- Opening Delimiter -

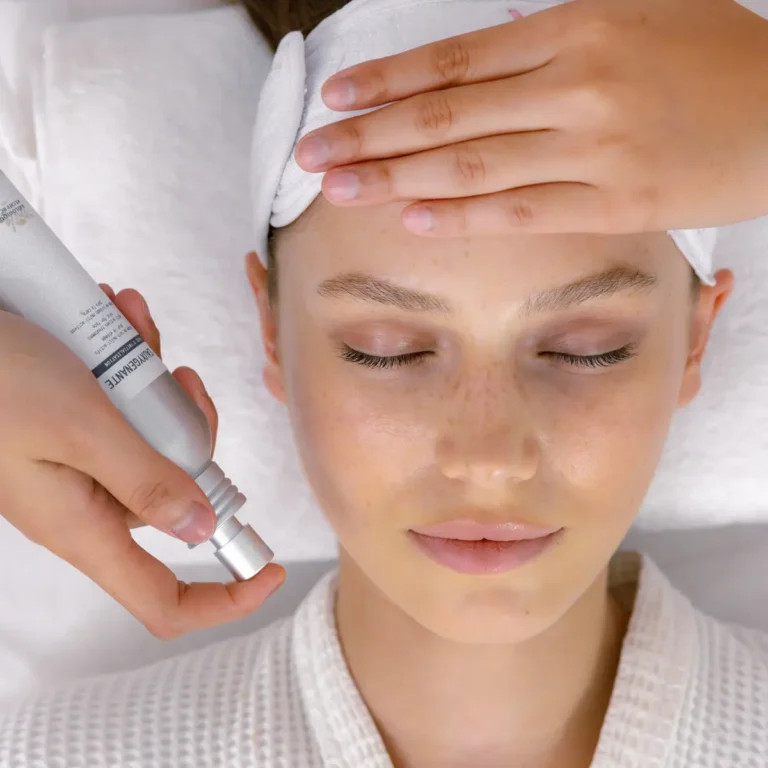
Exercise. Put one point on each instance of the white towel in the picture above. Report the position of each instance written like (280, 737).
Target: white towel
(291, 105)
(145, 122)
(144, 133)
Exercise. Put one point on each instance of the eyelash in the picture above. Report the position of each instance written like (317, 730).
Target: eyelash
(604, 360)
(372, 361)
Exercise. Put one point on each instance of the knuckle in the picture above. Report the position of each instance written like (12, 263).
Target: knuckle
(451, 61)
(518, 212)
(384, 179)
(376, 82)
(163, 629)
(434, 114)
(148, 497)
(469, 168)
(352, 136)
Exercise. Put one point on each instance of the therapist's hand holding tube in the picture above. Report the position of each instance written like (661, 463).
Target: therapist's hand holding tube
(591, 116)
(75, 478)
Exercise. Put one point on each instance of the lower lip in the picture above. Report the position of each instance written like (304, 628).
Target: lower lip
(483, 557)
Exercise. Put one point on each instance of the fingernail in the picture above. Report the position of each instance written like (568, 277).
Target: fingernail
(342, 186)
(419, 219)
(315, 151)
(197, 524)
(339, 93)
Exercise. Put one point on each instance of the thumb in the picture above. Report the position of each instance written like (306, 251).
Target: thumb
(150, 486)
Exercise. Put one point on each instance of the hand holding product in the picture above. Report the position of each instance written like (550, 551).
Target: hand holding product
(85, 455)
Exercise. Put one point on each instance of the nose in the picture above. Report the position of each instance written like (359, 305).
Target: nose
(488, 440)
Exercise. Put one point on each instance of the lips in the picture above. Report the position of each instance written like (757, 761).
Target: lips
(472, 530)
(470, 547)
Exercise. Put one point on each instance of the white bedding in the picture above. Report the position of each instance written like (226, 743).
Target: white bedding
(160, 201)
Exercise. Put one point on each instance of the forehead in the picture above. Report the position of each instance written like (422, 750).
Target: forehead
(328, 241)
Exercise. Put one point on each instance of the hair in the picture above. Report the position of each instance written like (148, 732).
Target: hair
(275, 19)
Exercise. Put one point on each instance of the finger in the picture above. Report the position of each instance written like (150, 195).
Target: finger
(547, 208)
(479, 167)
(150, 591)
(194, 387)
(136, 310)
(435, 119)
(101, 444)
(500, 51)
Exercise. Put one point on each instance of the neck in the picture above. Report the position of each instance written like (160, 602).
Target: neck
(441, 703)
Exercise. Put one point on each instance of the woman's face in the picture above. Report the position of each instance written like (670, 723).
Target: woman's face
(526, 378)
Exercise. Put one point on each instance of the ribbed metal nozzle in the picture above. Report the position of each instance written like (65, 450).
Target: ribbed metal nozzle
(238, 547)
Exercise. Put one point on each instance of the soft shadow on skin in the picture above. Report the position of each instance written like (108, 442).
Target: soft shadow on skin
(735, 590)
(722, 570)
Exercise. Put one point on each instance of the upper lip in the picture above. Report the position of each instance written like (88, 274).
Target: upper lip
(473, 530)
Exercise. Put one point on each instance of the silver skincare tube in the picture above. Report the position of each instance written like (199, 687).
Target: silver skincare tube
(43, 282)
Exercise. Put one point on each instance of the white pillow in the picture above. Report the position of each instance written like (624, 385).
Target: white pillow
(144, 135)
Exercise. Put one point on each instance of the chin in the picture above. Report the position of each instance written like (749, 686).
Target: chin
(483, 617)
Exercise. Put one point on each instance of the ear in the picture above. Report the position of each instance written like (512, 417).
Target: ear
(273, 373)
(711, 300)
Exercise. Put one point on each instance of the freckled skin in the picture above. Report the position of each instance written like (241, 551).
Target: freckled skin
(488, 424)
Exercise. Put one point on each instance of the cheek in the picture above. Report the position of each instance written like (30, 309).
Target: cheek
(360, 443)
(604, 434)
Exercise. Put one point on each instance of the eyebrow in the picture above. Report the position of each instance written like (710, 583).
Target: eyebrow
(362, 287)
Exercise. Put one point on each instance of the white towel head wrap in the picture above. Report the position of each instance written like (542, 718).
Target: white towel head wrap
(291, 106)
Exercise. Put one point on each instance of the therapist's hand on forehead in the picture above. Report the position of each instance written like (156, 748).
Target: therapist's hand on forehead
(593, 116)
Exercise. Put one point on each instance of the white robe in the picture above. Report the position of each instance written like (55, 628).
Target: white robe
(690, 692)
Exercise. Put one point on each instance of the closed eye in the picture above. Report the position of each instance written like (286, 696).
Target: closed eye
(374, 361)
(603, 360)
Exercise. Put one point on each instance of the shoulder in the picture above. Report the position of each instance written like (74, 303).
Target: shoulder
(726, 718)
(200, 709)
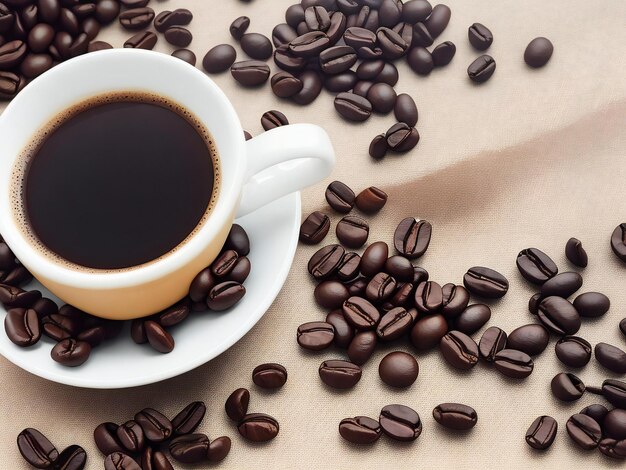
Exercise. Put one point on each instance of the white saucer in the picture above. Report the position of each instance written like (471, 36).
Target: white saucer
(273, 232)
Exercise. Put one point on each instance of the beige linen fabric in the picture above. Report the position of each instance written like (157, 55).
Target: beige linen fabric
(530, 158)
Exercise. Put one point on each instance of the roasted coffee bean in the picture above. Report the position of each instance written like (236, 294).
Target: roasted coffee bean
(412, 237)
(353, 107)
(331, 294)
(485, 282)
(315, 335)
(398, 369)
(575, 252)
(360, 430)
(455, 416)
(239, 26)
(491, 343)
(22, 326)
(400, 422)
(480, 37)
(531, 339)
(584, 431)
(567, 387)
(428, 297)
(250, 73)
(573, 351)
(340, 197)
(167, 19)
(257, 46)
(481, 69)
(155, 426)
(188, 419)
(362, 347)
(611, 357)
(559, 316)
(158, 337)
(592, 304)
(538, 52)
(269, 376)
(459, 350)
(36, 449)
(541, 433)
(190, 448)
(514, 364)
(562, 285)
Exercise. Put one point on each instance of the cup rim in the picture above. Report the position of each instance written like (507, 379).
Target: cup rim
(224, 208)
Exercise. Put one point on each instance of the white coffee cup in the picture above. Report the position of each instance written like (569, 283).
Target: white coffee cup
(253, 173)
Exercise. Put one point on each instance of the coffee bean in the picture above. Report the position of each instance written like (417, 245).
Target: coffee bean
(541, 433)
(22, 326)
(340, 197)
(36, 449)
(592, 304)
(269, 376)
(567, 387)
(398, 369)
(559, 316)
(584, 431)
(531, 339)
(239, 26)
(158, 337)
(491, 343)
(360, 430)
(188, 419)
(573, 351)
(459, 350)
(400, 422)
(512, 363)
(536, 266)
(190, 448)
(538, 52)
(237, 404)
(455, 416)
(250, 73)
(412, 237)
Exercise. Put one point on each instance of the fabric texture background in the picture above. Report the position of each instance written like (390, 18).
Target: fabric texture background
(530, 158)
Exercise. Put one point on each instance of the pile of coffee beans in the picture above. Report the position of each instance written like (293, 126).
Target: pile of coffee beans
(39, 452)
(141, 442)
(31, 316)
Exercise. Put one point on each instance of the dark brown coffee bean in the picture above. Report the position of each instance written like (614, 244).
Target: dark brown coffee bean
(567, 387)
(360, 430)
(491, 343)
(270, 375)
(340, 197)
(611, 357)
(541, 433)
(400, 423)
(36, 449)
(455, 416)
(485, 282)
(514, 364)
(188, 419)
(531, 339)
(190, 448)
(459, 350)
(559, 316)
(237, 404)
(412, 237)
(167, 19)
(374, 258)
(158, 337)
(592, 304)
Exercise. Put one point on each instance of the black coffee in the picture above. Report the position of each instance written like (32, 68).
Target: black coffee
(117, 181)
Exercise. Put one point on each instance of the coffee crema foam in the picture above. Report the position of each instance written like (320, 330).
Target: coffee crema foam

- Closing Delimiter -

-- TASK ITEM --
Restate the records above in full, word for word. Keep pictures out.

-- TASK RESPONSE --
Exercise. Put one point on each instance of the white towel in the picture above. Report the position of each instance written like (280, 737).
Target: white towel
(291, 105)
(145, 122)
(144, 133)
Exercise. Put one point on each instance of the eyelash in the picture above. Report the position of each instance written like (317, 730).
Target: eyelash
(604, 360)
(372, 361)
Exercise. Put one point on each instance of the knuckle in the picture above. Report the position of each instance written like (12, 263).
Target: knuckle
(451, 61)
(518, 212)
(384, 179)
(376, 82)
(163, 629)
(434, 114)
(148, 497)
(469, 168)
(352, 136)
Exercise. Put one point on each instance of the therapist's hand holding tube in the picture above. Report the position of each instance written like (661, 463).
Target: therapist's hand holding tube
(591, 116)
(75, 478)
Exercise. Put one point on each instance of the lower lip in the picture above. Report the position of each instance written like (304, 628).
Target: lower lip
(483, 557)
Exercise. Put one point on each instance of the fingernail in the picture above. Report the position of each instance written like (568, 277).
Target: fingernail
(342, 186)
(419, 219)
(315, 151)
(197, 524)
(339, 93)
Exercise. Put one point on each instance of the thumb in the picture above. Report the position of each instance written like (306, 251).
Target: thumb
(150, 486)
Exercise. Put one point on each instance of the hand holding product in the picture above. Report the position of each instance written like (550, 551).
Target: hand holding product
(85, 455)
Exercise. Put one point on each instance of the nose in the picture above. Report the position of each instance written like (359, 305).
Target: nose
(488, 440)
Exercise. Put one point on each instance of the lips in the picture above. Report the position of each instance written like (757, 761).
Target: lips
(472, 530)
(470, 547)
Exercise. Put one point on each instance of the white bedding in the picture above. Report the position of each instance written like (226, 743).
Target: white bedding
(160, 201)
Exercise. Put one point on each instance of the forehead in the picture above. Report the position of each instance written like (422, 750).
Target: forehead
(328, 241)
Exercise. Put one point on each instance of the hair in the picture above. Report the position of each instance written like (148, 732).
Target: hair
(275, 19)
Exercise. Put one point on each instance of the finger in the picture above. Report the position of each instance written like (150, 195).
Target: finger
(547, 208)
(479, 167)
(150, 591)
(194, 387)
(136, 310)
(435, 119)
(101, 444)
(500, 51)
Exercise. Put one point on each instance of the neck in the picture above. Report the position of each instance written like (160, 602).
Target: neck
(441, 703)
Exercise. Put one point on each instance of the woman's face in the picture above. Report the position of each instance written like (670, 723).
Target: woman's face
(526, 378)
Exercise. Put one point on each instance of the ribbed metal nozzle in the picture above. Report the position of each instance written like (65, 450).
Target: ribbed metal nozzle
(238, 547)
Exercise. Put one point on each instance of the soft shadow on skin in the picture above. Report the position of each instance written like (108, 442).
Target: soft shadow on skin
(735, 590)
(722, 570)
Exercise. Put one point on each instance of the upper lip in the picture above. Report the position of each instance written like (88, 274).
Target: upper lip
(473, 530)
Exercise. Put one point on each instance of the silver skincare tube in the picture above. Report the position of each instance written like (199, 687).
Target: silver skincare tube
(43, 282)
Exercise. Put one point on each instance of the white pillow in the picture above. Report the position of each instance written like (624, 385).
Target: white pillow
(144, 135)
Exercise. Put one point on each instance of the chin in the picture above. Report the position of each instance written like (749, 686).
Target: chin
(483, 617)
Exercise. Put one point on each instance of the ear in the picture above. Report the position of each instance written like (512, 417).
Target: ear
(273, 373)
(711, 300)
Exercise. Put one point on each instance of the freckled skin in the picture above. Report the position of each instance written like (241, 551).
Target: freckled skin
(488, 424)
Exercise. Put one point on each instance of the cheek in the picture above. Report the position of each instance written like (30, 309).
Target: cheek
(360, 443)
(604, 434)
Exercise. Put one point on each instance of the eyebrow in the picture above. Report the position of each instance written like (710, 583).
Target: eyebrow
(362, 287)
Exercise. Put one point on each instance of the white towel head wrap in the picture above. Report the position of each instance written like (542, 718).
Target: white towel head wrap
(291, 106)
Exercise. Put one point on each instance of the therapist's hand on forehead in the picture above. Report the position of each instance written like (156, 748).
Target: therapist's hand on forehead
(593, 116)
Exercise. Put one point on each instance of the white robe in the picture above. Report the position of each instance written like (55, 628).
Target: white robe
(690, 692)
Exercise. Put one point on each instance of the closed eye in the picture above. Report the position of each instance written like (286, 696).
Target: closed eye
(374, 361)
(603, 360)
Exercise. Put one point on each instance of the shoulder in the picture above. Report the position of each instance written like (74, 303).
Target: shoulder
(726, 718)
(200, 709)
Exercise. Put one point on each instance of the white saucer in the picture above. Report the position of each instance written like (471, 36).
Target: white saucer
(273, 232)
Exercise. Put one point on each instance of the beige linen fabric in the picture above. Report the position of each instance written like (157, 55).
Target: beige linen fabric
(530, 158)
Exercise. Put one point on each instance of the roasted coffee bean in the picture above. Report the position of each instance written like (236, 294).
Target: roasted coffee bean
(412, 237)
(353, 107)
(331, 294)
(485, 282)
(315, 335)
(398, 369)
(575, 252)
(360, 430)
(455, 416)
(239, 26)
(491, 343)
(22, 326)
(400, 422)
(480, 37)
(531, 339)
(584, 431)
(567, 387)
(428, 297)
(250, 73)
(573, 351)
(340, 197)
(167, 19)
(257, 46)
(481, 69)
(155, 426)
(188, 419)
(362, 347)
(611, 357)
(559, 316)
(158, 337)
(592, 304)
(538, 52)
(269, 376)
(459, 350)
(36, 449)
(541, 433)
(190, 448)
(514, 364)
(562, 285)
Exercise. Put one point on each instance of the cup rim in the picture above. Report the position of each instance written like (507, 379).
Target: cup rim
(224, 208)
Exercise. Put one point on each instance of the white coffee cup in the picture above. Report the position of each instance written like (569, 283).
Target: white coffee cup
(253, 173)
Exercise. Put one point on each instance of the coffee bean in the picture above. Report the position of each instance written like (417, 245).
Target: coffee bean
(541, 433)
(22, 326)
(340, 197)
(36, 449)
(592, 304)
(269, 376)
(567, 387)
(398, 369)
(559, 316)
(584, 431)
(531, 339)
(239, 26)
(158, 337)
(491, 343)
(360, 430)
(188, 419)
(573, 351)
(459, 350)
(400, 422)
(512, 363)
(536, 266)
(190, 448)
(538, 52)
(237, 404)
(455, 416)
(250, 73)
(412, 237)
Exercise. Put one point on each instance of the fabric texture background in the picture above. Report the position of each instance written like (390, 18).
Target: fabric texture background
(530, 158)
Exercise. Put one point on each instance of the pile of coffee beans in the picture above. Report the position of each instance written like (293, 126).
Target: pile of coffee beans
(39, 452)
(141, 442)
(31, 316)
Exercise. Put one point on each instance of the dark brown coffee bean in the picture above. Report the position of each instance written like (614, 244).
Target: dark brown coffee bean
(567, 387)
(360, 430)
(491, 343)
(270, 375)
(340, 197)
(611, 357)
(541, 433)
(400, 423)
(36, 449)
(455, 416)
(485, 282)
(514, 364)
(188, 419)
(531, 339)
(190, 448)
(459, 350)
(559, 316)
(237, 404)
(412, 237)
(167, 19)
(374, 258)
(158, 337)
(592, 304)
Exercise. Put one point on each instance of the black coffee in the picture above. Report the position of each instance written like (32, 68).
Target: black coffee
(117, 181)
Exercise. Put one point on each instance of the coffee crema foam in the picture above. Report the position of each instance written like (320, 330).
Target: coffee crema foam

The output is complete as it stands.